Published: 30 January 2008

A majority of CAR Magazine Online users reckon that Ford is making a mistake by selling Jaguar and Land Rover. Nearly 60 percent of our website users say the Blue Oval shouldn’t flog its premium-badged crown jewels, according to our exclusive online poll.

Ford is poised to announce the sell-off in the next few weeks; a decision is currently tipped for the end of February 2008, according to chief executive Alan Mulally, although deals of this epic scale can sometimes drag on for even longer. Don’t forget it took Ford six months to conclude the sale of Aston Martin in 2007.

Should Ford sell Jaguar-Land Rover?

Forty percent of CAR readers said Ford was right to sell Jaguar and Land Rover – two British brands with oodles of potential, but which have proved a drain on Ford’s resources since their acquisition. Seven hundred website users took part in our poll.

Indian industrial giant Tata is the preferred bidder for Jaguar and Land Rover, and is expected to pay a solid $2 billion. However, bosses in Dearborn hasn’t yet ruled out the rival bid from the One Equity finance house, led by Mulally’s predecessor Jac Nasser.

Ford is likely to sell the Jaguar/Land Rover business in its entirety, it emerged today. This contrasts with Aston Martin, in which Ford retains a stake. Daimler, too, still owns a fifth of its dumped Chrysler division.

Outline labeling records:

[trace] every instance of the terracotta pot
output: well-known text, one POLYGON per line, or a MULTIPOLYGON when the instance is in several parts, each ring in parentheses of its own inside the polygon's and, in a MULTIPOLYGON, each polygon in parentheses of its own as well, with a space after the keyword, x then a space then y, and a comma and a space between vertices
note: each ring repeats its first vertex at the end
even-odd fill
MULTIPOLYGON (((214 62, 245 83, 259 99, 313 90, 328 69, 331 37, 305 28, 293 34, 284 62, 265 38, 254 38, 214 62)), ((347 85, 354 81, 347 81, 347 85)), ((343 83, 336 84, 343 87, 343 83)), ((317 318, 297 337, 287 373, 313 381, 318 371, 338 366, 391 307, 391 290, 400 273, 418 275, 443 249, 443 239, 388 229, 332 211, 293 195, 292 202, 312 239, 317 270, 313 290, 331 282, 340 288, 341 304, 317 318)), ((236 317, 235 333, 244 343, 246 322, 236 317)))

▸ Problem to solve: Reproduce the passage from the article above on Ford selling Jaguar and Land Rover, starting with "Indian industrial giant" and going on through "dumped Chrysler division.".

▸ Task output:
Indian industrial giant Tata is the preferred bidder for Jaguar and Land Rover, and is expected to pay a solid $2 billion. However, bosses in Dearborn hasn’t yet ruled out the rival bid from the One Equity finance house, led by Mulally’s predecessor Jac Nasser.

Ford is likely to sell the Jaguar/Land Rover business in its entirety, it emerged today. This contrasts with Aston Martin, in which Ford retains a stake. Daimler, too, still owns a fifth of its dumped Chrysler division.